TEXTO PROPORCIONADO -
╭──

La especialista afirma que los miedos también son para los pequeños “una manera de expresar lo que no se puede poner en palabras” y que en cada caso tienen un significado singular.

Sea el espanto por los insectos, el rechazo a los payasos o el temor a meterse en una pileta, hay miedos que se aprenden por experiencia propia o ajena. Y es acá en donde la familia juega un papel importante.

“Transmitir un mensaje que genere cierto temor frente a lo que -en efecto- es peligroso enseña a cuidarse. Por ejemplo, no es lo mismo decirle a un niño que no toque un enchufe a impedirle ir a un paseo escolar por miedo a que el vehículo sufra un accidente. O privarlo de un cumpleaños por temor a que se golpee en un pelotero”, comenta Lai.

No obstante, lo que debemos evitar es “prohibir” o censurar estas emociones durante la crianza. “Es importante comunicarles a nuestros hijos que sentir miedo no es algo malo o que los convierte en alguien débil. Además, hay que enseñarles que hay situaciones que inevitablemente lo generan y que aprender a enfrentarlas nos fortalece”, acota.

Al crecer...

Con puntos antagónicos y aún con algunos desenlaces tristes, el miedo puede ser tanto nuestra cárcel como un potenciador.

“Este es positivo en la medida en que sea funcional y adaptativo. O sea, que nos brinde una protección ante un peligro y nos ponga alerta. Además, el miedo tiene una utilidad importante porque nos permite filtrar y alejarnos de las cosas o los contextos que percibimos peligrosos. ¿Qué pasaría si no tuviésemos miedo a nada? Viviríamos de una forma muy arriesgada y peligrosa”, enfatiza la psicóloga Silvana Levy. El lado negativo, como al hablar de fobias (miedos exacerbados e irracionales), el miedo es cuando se convierte en un impedimento para el desarrollo personal.

En especial, si se suman a la ecuación sus “primos hermanos”: la ansiedad, el malestar temeroso y el estrés.

“Podemos decir que el miedo es una situación de estrés que pone en marcha un complejo mecanismo fisiológico de respuesta. Aquí entra en juego la adrenalina: una hormona que ubica el organismo en una situación de emergencia llamada de lucha o de huida. Junto con la adrenalina, la glándula suprarrenal también libera corticoides y otras catecolaminas. Todo ello pone en marcha el sistema defensivo y de reserva del organismo. De esta forma, lo prepara para cualquier eventualidad”, especifica Levy.

Una vez que desaparece la amenaza, el equilibrio del organismo se restablece. “No obstante, no siempre los factores estresantes (que involucran a veces conflictos económicos, laborales y familiares) desaparecen por completo”, advierte la psicóloga. Al contrario, estos pueden continuar presentes por lo que la persona se siente atacada todo el tiempo”.

╰──

DATOS MOSTRADOS -
╭──

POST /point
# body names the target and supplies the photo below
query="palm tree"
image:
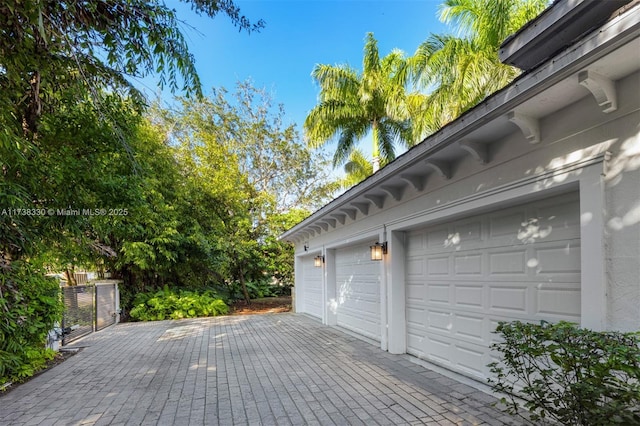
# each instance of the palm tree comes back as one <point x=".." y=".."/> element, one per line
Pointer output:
<point x="459" y="71"/>
<point x="352" y="105"/>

╰──

PROBLEMA 1 - Transcribe del texto sobre el miedo el fragmento que comienza en "Al crecer..." y termina en "y el estrés.".
PROBLEMA 2 - Continúa el texto sobre el miedo a partir de su última oración.
Los registros proceden de una fuente distinta a la del texto.

RESPUESTA ESCRITA 1 -
Al crecer...

Con puntos antagónicos y aún con algunos desenlaces tristes, el miedo puede ser tanto nuestra cárcel como un potenciador.

“Este es positivo en la medida en que sea funcional y adaptativo. O sea, que nos brinde una protección ante un peligro y nos ponga alerta. Además, el miedo tiene una utilidad importante porque nos permite filtrar y alejarnos de las cosas o los contextos que percibimos peligrosos. ¿Qué pasaría si no tuviésemos miedo a nada? Viviríamos de una forma muy arriesgada y peligrosa”, enfatiza la psicóloga Silvana Levy. El lado negativo, como al hablar de fobias (miedos exacerbados e irracionales), el miedo es cuando se convierte en un impedimento para el desarrollo personal.

En especial, si se suman a la ecuación sus “primos hermanos”: la ansiedad, el malestar temeroso y el estrés.

RESPUESTA ESCRITA 2 -
Al llegar a la adultez, la profesional señala que las inseguridades que priman (según el contexto social) refieren a la maternidad o a la paternidad.

“En la misma línea, los miedos giran en torno a no poder proveer a la familia de lo necesario para subsistir. No sólo desde lo económico, sino también respecto del tiempo compartido. Y aparecen miedos relacionados con el progreso o estancamiento profesional”, enumera.

Con el actual periodo de alerta sanitaria que vivimos a nivel mundial, a la lista de miedos se le suma la amenaza contra nuestra salud.

Cuando traspasamos esta trilogía, la vejez es la siguiente etapa, y la llegada de la muerte un dilema que pesa. “Al envejecer el tiempo toma otra dimensión. Se percibe finito, nos pesa de manera diferente y eso provoca sensaciones diferentes. Se percibe el miedo a la soledad, a padecer de problemas físicos y a la vida que vendrá después de la jubilación. Aparecen, por igual, el miedo a ser una carga o no ser útil”, acota Levy.

Infancia: los miedos que predominan son...

- De 0 a 6 meses: a los ruidos fuertes y la sensación de pérdida del equilibrio o caídas.

- De 7 a 12 meses: prima el miedo al abandono o la angustia por la separación (por ejemplo, de la madre). Sumado a la presencia de caras desconocidas.

- De 1 a 2 años: se intensifica el miedo al abandono y a los extraños. También puede surgir el miedo a los animales grandes.

- De 2 a 4 años: se siente rechazo a la oscuridad y las cosas que no se pueden explicar de forma fácil (cómo los monstruos). Puede producirse miedo a los cambios bruscos como mudanzas.

- De 4 a 6 años: puede sumarse la inseguridad frente a heridas corporales y el temor a estar solos. Además puede existir miedo a las películas de terror.